DATASET:
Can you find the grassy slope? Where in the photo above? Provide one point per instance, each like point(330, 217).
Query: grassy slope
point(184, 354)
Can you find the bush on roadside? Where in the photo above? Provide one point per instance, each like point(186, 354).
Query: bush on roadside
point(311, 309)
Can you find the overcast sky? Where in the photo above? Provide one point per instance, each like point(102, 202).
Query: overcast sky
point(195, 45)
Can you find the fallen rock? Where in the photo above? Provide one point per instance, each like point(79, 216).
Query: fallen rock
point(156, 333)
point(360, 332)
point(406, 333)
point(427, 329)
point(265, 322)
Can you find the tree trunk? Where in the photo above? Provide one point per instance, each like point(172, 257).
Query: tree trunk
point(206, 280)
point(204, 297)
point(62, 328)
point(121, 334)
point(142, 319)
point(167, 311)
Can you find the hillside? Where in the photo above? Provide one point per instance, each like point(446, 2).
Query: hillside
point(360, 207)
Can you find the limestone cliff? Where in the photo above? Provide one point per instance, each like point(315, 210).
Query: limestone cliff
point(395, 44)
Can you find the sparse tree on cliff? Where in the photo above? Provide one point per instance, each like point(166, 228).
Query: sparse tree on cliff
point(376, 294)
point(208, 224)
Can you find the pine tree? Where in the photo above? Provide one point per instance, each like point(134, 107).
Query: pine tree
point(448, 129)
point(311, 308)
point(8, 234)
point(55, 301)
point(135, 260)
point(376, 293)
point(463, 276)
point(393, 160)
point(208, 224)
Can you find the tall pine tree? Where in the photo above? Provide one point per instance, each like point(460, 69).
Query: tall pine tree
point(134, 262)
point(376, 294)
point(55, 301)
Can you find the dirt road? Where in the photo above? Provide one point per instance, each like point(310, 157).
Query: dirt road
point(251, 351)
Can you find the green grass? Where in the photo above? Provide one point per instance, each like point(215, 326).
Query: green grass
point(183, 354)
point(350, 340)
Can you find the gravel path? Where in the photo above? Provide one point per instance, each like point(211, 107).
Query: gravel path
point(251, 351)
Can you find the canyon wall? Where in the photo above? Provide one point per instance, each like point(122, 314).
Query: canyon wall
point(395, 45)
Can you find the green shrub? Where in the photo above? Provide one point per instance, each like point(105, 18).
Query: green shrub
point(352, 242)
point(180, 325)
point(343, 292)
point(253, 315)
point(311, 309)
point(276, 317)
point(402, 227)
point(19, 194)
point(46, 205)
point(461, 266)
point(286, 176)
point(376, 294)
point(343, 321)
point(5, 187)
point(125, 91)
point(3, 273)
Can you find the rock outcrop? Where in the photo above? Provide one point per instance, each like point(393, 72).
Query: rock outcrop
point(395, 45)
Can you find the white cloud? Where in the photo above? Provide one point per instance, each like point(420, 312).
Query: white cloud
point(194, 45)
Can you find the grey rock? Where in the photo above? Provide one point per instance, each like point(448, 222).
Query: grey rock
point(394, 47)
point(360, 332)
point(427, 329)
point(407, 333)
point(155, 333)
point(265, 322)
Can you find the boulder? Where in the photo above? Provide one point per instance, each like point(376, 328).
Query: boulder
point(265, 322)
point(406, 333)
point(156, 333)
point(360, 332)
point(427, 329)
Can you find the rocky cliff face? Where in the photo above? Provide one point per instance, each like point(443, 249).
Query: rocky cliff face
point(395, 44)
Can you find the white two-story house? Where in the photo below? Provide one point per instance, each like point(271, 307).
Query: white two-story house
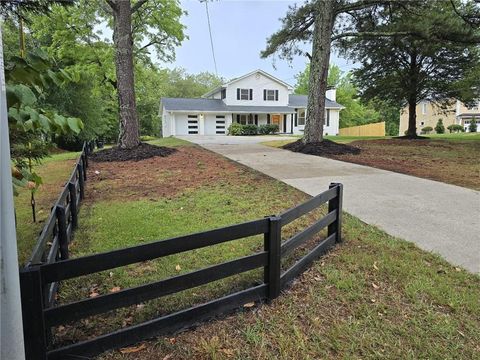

EXERCISE: Whenever "house" occurs in a line above, copy that line.

ANSWER SPACE:
Can you find the white two-story house? Where in the photo below? Provide one point per instance, each like point(271, 307).
Query: white two-story house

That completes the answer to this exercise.